Metin bloğu >>
* * *
Ramallah’ın, Kudüs’ün,
El-Halil’in sokaklarında yerlerde upuzun yattığını görünce yine sen düştün
aklıma. Seni düşündüm, her gün bir yeri kanınla aydınlığa boğan, dirilişin
kaynağı seni… Dün Mısır’daydın, Irak’taydın, Keşmir, Yemen ve Çeçenya’ daydın…
Kürdistan’da, Afgan dağlarında, Bahreyn’deydin dün… Şimdiyse Ramallah’ın,
Kudüs’ün sokaklarında upuzun yatıyorsun. Ne kadar da mutlu ve sevecensin!
Seni anlatmak istiyorum ey şehit!
Ama anlatamıyorum işte! Nasıl anlatacağımı bilemiyorum.
Nasıl anlatsam seni ey şehit?
Seni anlatabilme kudreti kime verilmiş ki ben seni anlatabileyim. Bu ilahi
makamı ancak onu yaşayan bilir. Ancak sen anlatabilirsin kavuştuğun nimetlerin
büyüklüğünü ey şehid!
Bir Ali olmak lazım; Bir Hüseyn,
bir Zekeriya, bir Yahya, bir Cafer, bir Musab… Bir Seyyid, bir El-Benna, bir
Çamran, bir Şamil… Bir Molla Zeki, Molla Cüneyt, Molla Şeyhmus, Yasin, Aytaç olmak
lazım seni anlatabilmek için ey şehid!
Kavuştuğun lütuf ne büyük bir
lütuf! Resul-i Kibriya bile sana gıpta ediyor ey azizan! Şöyle diyor
Peygamber-i Ekrem: “ Ben Allah yolunda öldürülmek, sonra dirilmek, sonra yine
öldürülmek, tekrar dirilmek ve bunun hep böyle devam etmesini isterim.”
Ey şehid! Ey Rabbimin özel
misafiri! İlk damla kanın dökülünce neler hissettiğini ne kadar da bilmek
isterdim! Aslında yaşamak isterdim o ilk anı. O ilk anın derin bir huzur ve
mutluluk olduğunu söylüyorlar veli kullar. O derin huzurdan bir katrecik bana
da nasip olsaydı keşke!
Sen hep öyle misin ey şehid!
Neden gözlerini yumunca bir gülümseme yayılır dudaklarında? Yüzün ay ışığı gibi
parıldar! Sanki birden coşkuyla ayağa fırlayacakmışsın gibi bir hal çöker
üstüne. Dirilerden daha diri olur her yanın. Bu canlılığın, mutluluğun, coşkun
nedendir acaba? Fevc fevc seni tebrik etmeye gelen meleklerin coşkusunun
yansıması mı bu halin? Yoksa seni ötelere götürmeye gelen Azrail’in can veren
gülümsemesine bir karşılık mı? Ya da cennetteki hurilerin, köşklerin, envai
nimetlerin birden ayaklarının önünde serilişinden ötürü Rabbine karşı duyduğun
mutluluk verici mahcubiyet mi?
* * *
Verilen kayıtlar >>

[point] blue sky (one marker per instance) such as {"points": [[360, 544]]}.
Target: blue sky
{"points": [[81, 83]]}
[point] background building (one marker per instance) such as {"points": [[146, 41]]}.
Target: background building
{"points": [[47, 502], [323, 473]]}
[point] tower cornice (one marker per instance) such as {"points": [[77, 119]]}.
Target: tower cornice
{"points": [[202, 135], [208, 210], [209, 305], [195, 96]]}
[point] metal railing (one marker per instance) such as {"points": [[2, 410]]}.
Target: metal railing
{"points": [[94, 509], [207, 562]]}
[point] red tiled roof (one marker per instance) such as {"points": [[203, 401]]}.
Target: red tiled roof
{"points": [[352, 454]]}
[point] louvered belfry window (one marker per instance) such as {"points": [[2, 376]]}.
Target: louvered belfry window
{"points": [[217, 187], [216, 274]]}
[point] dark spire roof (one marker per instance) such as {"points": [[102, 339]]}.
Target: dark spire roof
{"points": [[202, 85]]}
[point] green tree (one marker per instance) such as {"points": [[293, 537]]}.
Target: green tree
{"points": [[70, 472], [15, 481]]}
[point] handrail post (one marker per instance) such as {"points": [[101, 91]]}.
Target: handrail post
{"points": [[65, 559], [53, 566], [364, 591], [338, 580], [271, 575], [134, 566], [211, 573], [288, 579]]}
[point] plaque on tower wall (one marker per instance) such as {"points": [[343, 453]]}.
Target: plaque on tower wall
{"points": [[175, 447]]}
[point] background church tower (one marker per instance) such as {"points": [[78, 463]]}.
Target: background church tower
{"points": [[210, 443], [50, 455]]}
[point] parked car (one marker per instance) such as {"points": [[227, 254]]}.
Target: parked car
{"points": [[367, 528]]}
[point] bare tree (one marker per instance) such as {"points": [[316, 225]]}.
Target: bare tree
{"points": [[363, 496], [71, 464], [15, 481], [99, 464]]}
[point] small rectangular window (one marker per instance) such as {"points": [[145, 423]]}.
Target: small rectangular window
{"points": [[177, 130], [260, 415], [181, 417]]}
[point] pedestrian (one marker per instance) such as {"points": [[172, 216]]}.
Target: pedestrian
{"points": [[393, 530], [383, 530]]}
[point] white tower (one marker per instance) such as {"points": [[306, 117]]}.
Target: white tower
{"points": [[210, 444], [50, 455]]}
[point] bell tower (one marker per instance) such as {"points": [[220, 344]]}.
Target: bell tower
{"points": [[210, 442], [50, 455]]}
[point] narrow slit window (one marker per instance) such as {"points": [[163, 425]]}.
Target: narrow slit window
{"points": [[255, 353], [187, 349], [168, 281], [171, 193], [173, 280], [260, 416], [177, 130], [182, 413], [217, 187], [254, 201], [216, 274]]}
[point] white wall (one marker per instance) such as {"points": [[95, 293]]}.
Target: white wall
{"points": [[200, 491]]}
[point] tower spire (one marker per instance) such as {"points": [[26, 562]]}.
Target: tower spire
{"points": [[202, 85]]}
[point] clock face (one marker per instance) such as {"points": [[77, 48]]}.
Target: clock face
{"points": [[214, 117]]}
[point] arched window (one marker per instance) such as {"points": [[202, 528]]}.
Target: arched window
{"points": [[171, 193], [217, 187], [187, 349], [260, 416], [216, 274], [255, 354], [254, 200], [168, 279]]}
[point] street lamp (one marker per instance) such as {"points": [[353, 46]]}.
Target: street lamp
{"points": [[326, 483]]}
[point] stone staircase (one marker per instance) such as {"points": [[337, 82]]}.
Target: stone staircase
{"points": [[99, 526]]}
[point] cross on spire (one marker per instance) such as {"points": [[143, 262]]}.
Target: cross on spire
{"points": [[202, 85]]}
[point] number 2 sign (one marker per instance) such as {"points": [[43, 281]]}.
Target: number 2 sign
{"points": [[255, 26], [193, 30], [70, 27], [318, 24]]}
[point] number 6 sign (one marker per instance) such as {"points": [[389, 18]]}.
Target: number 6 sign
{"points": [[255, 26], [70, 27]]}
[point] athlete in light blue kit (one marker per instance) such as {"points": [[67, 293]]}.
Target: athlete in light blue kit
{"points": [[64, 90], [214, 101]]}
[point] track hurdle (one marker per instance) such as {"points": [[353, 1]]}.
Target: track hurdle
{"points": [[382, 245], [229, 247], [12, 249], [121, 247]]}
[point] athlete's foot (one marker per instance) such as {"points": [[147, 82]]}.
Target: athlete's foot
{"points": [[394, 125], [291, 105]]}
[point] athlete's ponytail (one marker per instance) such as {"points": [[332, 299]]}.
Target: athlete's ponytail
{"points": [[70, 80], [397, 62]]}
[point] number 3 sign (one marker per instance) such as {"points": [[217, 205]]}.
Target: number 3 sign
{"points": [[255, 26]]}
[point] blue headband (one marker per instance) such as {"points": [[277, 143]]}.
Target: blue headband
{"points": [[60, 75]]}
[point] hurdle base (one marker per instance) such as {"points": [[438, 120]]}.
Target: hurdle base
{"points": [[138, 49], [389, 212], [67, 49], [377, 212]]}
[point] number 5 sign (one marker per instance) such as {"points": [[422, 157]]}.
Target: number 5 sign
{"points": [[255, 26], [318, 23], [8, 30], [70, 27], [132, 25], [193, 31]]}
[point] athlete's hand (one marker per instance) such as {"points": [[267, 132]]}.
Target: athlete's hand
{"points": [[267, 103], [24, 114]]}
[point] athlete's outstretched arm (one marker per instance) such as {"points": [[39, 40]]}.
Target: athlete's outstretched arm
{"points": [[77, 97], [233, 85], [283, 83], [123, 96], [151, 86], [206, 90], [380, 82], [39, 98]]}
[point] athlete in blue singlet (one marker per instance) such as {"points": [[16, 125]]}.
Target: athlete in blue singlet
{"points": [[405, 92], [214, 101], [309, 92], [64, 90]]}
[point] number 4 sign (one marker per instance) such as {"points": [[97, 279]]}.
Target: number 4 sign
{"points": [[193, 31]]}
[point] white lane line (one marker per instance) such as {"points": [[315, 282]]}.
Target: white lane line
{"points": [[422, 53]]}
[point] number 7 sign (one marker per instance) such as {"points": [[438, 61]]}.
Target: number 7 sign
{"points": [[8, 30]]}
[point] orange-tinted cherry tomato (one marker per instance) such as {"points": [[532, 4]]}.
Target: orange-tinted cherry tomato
* * *
Verilen görev 1 >>
Şehit üzerine yazılmış metinden “Seni anlatabilme kudreti” ifadesinden başlayıp “için ey şehid!” ifadesine kadar, bu ifade de dahil, olan bölümü aynen yazın.
Verilen görev 2 >>
Kayıtlarda “[point] number 7” ifadesinin geçtiği satırdan kayıtların sonuna kadar, son satır da dahil, olan satırlarda “cherry tomato” ifadesini “plum tomato” ifadesiyle değiştirin. Başka hiçbir şeyi değiştirmeden yalnızca bu satırları yeniden yazın.
Metin ile kayıtlar birbirinden bağımsız iki ayrı malzemedir.

Doğru cevap 1 >>
Seni anlatabilme kudreti kime verilmiş ki ben seni anlatabileyim. Bu ilahi
makamı ancak onu yaşayan bilir. Ancak sen anlatabilirsin kavuştuğun nimetlerin
büyüklüğünü ey şehid!
Bir Ali olmak lazım; Bir Hüseyn,
bir Zekeriya, bir Yahya, bir Cafer, bir Musab… Bir Seyyid, bir El-Benna, bir
Çamran, bir Şamil… Bir Molla Zeki, Molla Cüneyt, Molla Şeyhmus, Yasin, Aytaç olmak
lazım seni anlatabilmek için ey şehid!

Doğru cevap 2 >>
[point] number 7 sign (one marker per instance) such as {"points": [[438, 61]]}.
Target: number 7 sign
{"points": [[8, 30]]}
[point] orange-tinted plum tomato (one marker per instance) such as {"points": [[532, 4]]}.
Target: orange-tinted plum tomato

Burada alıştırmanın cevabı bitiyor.